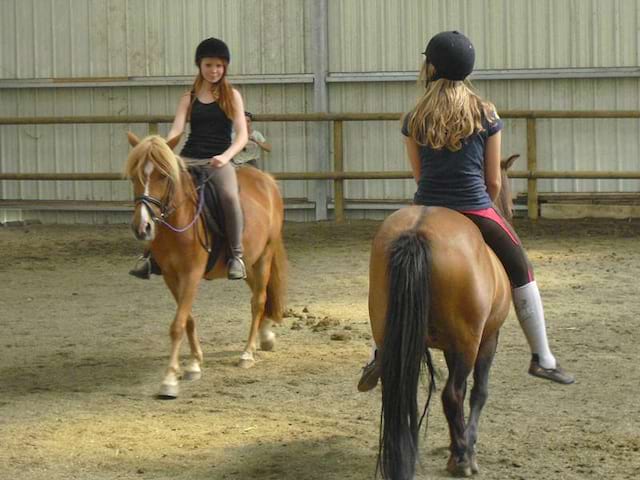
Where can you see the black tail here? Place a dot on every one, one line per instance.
(403, 353)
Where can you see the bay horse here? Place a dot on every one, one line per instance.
(434, 283)
(167, 214)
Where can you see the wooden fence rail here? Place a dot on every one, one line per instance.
(338, 175)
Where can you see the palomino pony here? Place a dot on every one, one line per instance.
(167, 213)
(433, 282)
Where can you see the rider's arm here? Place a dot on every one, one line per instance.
(180, 120)
(413, 153)
(241, 136)
(492, 176)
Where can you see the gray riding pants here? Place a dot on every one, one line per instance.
(226, 182)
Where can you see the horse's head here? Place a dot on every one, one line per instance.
(504, 202)
(154, 171)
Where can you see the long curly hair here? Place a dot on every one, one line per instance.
(448, 112)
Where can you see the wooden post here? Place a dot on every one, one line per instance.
(532, 165)
(338, 166)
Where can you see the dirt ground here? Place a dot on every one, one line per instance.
(84, 346)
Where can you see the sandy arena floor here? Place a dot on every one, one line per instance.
(84, 347)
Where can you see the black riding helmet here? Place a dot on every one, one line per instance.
(451, 54)
(212, 47)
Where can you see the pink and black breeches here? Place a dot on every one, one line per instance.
(502, 239)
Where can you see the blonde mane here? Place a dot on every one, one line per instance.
(154, 148)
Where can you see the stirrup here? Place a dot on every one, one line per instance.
(236, 269)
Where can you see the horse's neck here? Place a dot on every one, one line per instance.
(184, 207)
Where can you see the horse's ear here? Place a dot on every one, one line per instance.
(172, 142)
(133, 140)
(506, 164)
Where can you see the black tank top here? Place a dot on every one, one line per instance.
(210, 131)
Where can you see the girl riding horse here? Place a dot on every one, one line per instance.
(212, 106)
(452, 138)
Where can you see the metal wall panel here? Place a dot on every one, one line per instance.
(378, 35)
(590, 144)
(121, 38)
(103, 148)
(156, 38)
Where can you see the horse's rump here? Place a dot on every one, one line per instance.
(467, 280)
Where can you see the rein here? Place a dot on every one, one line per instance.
(165, 212)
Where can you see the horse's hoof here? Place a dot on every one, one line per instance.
(246, 362)
(168, 391)
(268, 342)
(458, 469)
(191, 376)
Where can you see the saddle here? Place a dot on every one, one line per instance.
(212, 214)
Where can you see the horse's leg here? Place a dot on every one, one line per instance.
(479, 394)
(185, 292)
(258, 279)
(453, 403)
(192, 370)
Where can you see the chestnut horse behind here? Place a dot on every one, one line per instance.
(167, 213)
(433, 282)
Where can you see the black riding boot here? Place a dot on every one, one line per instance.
(145, 266)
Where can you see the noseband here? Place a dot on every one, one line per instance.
(165, 211)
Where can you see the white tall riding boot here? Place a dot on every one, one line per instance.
(528, 306)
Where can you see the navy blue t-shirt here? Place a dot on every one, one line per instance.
(455, 179)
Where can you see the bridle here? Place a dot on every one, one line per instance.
(166, 210)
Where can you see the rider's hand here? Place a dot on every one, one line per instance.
(219, 160)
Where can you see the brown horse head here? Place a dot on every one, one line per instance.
(504, 202)
(154, 171)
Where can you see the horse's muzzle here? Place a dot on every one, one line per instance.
(143, 229)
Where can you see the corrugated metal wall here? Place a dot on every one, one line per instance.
(140, 39)
(381, 36)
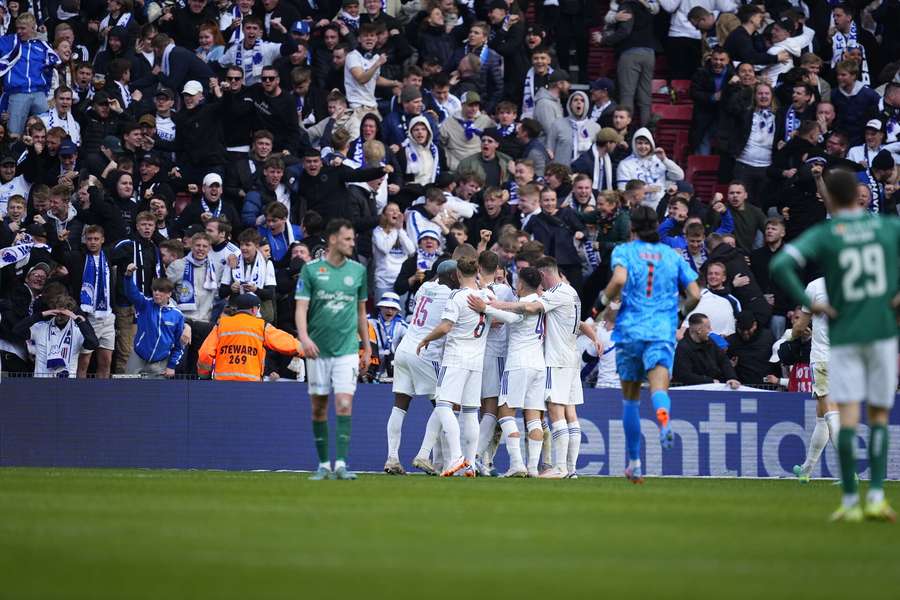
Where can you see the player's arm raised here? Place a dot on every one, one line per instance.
(478, 304)
(440, 330)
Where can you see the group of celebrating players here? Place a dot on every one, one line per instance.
(476, 346)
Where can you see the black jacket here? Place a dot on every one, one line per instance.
(697, 363)
(753, 355)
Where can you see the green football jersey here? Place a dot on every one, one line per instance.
(334, 294)
(858, 254)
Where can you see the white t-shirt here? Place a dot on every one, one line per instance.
(562, 310)
(464, 348)
(498, 333)
(526, 340)
(357, 93)
(820, 341)
(429, 305)
(718, 309)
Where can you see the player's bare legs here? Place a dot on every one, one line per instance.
(827, 427)
(574, 441)
(485, 434)
(534, 425)
(511, 438)
(560, 430)
(394, 431)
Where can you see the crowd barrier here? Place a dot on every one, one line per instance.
(266, 426)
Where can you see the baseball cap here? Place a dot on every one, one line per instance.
(68, 148)
(244, 301)
(470, 98)
(192, 88)
(883, 161)
(447, 266)
(558, 75)
(389, 300)
(148, 120)
(604, 83)
(429, 233)
(410, 93)
(113, 143)
(165, 91)
(300, 28)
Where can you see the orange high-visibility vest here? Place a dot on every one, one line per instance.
(235, 349)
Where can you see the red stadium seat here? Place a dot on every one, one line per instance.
(703, 173)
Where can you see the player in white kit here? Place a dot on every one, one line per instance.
(459, 380)
(562, 322)
(523, 383)
(828, 421)
(416, 375)
(494, 360)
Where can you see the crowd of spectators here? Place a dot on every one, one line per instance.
(158, 157)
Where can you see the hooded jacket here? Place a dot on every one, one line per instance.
(649, 169)
(569, 137)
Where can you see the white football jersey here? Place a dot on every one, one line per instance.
(464, 348)
(821, 345)
(428, 306)
(526, 340)
(498, 334)
(562, 315)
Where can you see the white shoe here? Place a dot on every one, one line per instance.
(553, 473)
(515, 473)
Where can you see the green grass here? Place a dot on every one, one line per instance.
(127, 534)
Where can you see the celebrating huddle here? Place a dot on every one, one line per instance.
(476, 346)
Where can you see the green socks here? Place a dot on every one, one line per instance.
(320, 436)
(846, 443)
(878, 442)
(342, 440)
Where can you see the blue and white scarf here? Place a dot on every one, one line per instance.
(529, 92)
(19, 253)
(94, 296)
(470, 129)
(791, 123)
(185, 292)
(414, 165)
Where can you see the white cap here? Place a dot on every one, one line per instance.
(389, 300)
(192, 88)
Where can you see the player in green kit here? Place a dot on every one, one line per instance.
(858, 253)
(331, 319)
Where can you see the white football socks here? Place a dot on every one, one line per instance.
(574, 446)
(817, 442)
(468, 421)
(395, 429)
(560, 431)
(513, 443)
(485, 433)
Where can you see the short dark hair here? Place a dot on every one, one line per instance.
(336, 225)
(697, 318)
(488, 261)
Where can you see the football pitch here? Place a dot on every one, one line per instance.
(174, 534)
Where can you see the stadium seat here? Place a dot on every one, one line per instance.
(703, 173)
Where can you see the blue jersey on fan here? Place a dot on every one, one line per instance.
(649, 310)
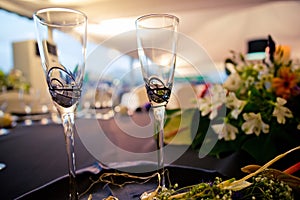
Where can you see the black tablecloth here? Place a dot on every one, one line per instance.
(36, 155)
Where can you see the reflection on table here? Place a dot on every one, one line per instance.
(35, 154)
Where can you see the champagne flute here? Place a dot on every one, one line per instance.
(157, 42)
(61, 37)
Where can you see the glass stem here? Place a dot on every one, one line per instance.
(68, 124)
(159, 116)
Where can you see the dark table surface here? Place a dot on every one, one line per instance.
(35, 155)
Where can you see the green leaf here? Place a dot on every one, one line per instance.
(261, 148)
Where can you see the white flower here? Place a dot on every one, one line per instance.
(236, 105)
(233, 82)
(213, 101)
(280, 111)
(254, 124)
(226, 131)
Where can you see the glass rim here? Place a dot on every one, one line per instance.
(156, 15)
(59, 9)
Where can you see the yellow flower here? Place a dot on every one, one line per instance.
(282, 54)
(285, 83)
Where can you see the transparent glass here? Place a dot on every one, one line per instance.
(157, 44)
(61, 38)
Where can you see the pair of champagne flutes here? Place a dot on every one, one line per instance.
(156, 42)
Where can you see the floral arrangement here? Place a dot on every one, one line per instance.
(261, 100)
(13, 80)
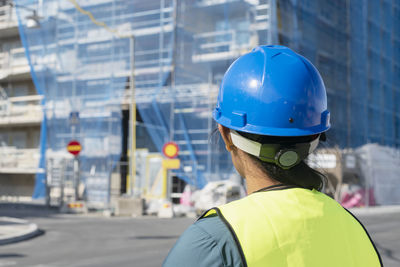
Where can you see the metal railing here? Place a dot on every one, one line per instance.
(14, 160)
(217, 45)
(13, 62)
(8, 17)
(21, 110)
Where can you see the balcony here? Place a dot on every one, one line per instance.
(19, 161)
(14, 65)
(22, 110)
(8, 22)
(221, 45)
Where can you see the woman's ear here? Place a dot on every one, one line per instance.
(225, 133)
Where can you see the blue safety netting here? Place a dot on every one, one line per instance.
(182, 49)
(356, 47)
(83, 71)
(76, 66)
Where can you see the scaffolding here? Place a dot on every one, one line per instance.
(182, 49)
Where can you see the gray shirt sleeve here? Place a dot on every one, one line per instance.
(207, 243)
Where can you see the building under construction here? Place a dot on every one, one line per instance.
(72, 70)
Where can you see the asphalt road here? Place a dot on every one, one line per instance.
(73, 240)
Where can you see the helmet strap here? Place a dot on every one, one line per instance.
(285, 157)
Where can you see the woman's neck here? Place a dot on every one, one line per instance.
(257, 179)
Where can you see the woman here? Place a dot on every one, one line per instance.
(271, 113)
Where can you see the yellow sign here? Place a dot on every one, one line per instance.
(171, 163)
(170, 150)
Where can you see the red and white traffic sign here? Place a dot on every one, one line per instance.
(74, 147)
(170, 150)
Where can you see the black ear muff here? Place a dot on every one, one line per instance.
(287, 158)
(322, 137)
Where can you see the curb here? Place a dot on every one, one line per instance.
(31, 231)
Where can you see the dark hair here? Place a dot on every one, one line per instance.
(300, 175)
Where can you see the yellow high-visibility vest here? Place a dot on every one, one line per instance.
(297, 227)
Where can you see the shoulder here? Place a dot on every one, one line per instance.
(207, 242)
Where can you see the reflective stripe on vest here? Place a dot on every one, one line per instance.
(297, 227)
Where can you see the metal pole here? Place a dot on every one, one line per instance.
(132, 107)
(76, 177)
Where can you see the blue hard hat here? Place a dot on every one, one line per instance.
(273, 91)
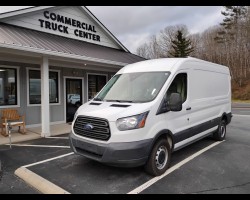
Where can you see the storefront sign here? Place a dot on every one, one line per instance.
(82, 30)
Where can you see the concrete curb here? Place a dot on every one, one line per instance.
(38, 182)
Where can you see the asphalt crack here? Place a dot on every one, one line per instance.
(222, 188)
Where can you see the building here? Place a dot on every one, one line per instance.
(54, 58)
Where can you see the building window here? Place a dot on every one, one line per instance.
(95, 84)
(35, 87)
(8, 86)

____________

- [Aim]
Repeat nothing but the lines from the one containing "Where can you see the blue hard" through the end of the entries, exactly, and skip the pictures.

- [Response]
Where can you see the blue hard hat here? Place a dot on every one, one line per instance.
(273, 91)
Where can you see the storefront sign here? Place a dot on every one, one line per instance.
(82, 30)
Where can you see the concrete curb here? Place a dot on every one, one line per instance.
(38, 182)
Where can you see the asphalt crack here? Place a dot on every one, one line per instance.
(222, 188)
Where can you see the building here? Place a dot on every one, one line per instance.
(54, 58)
Where can you see the building window here? Place a dot on every one, one line per instance.
(95, 84)
(35, 87)
(8, 86)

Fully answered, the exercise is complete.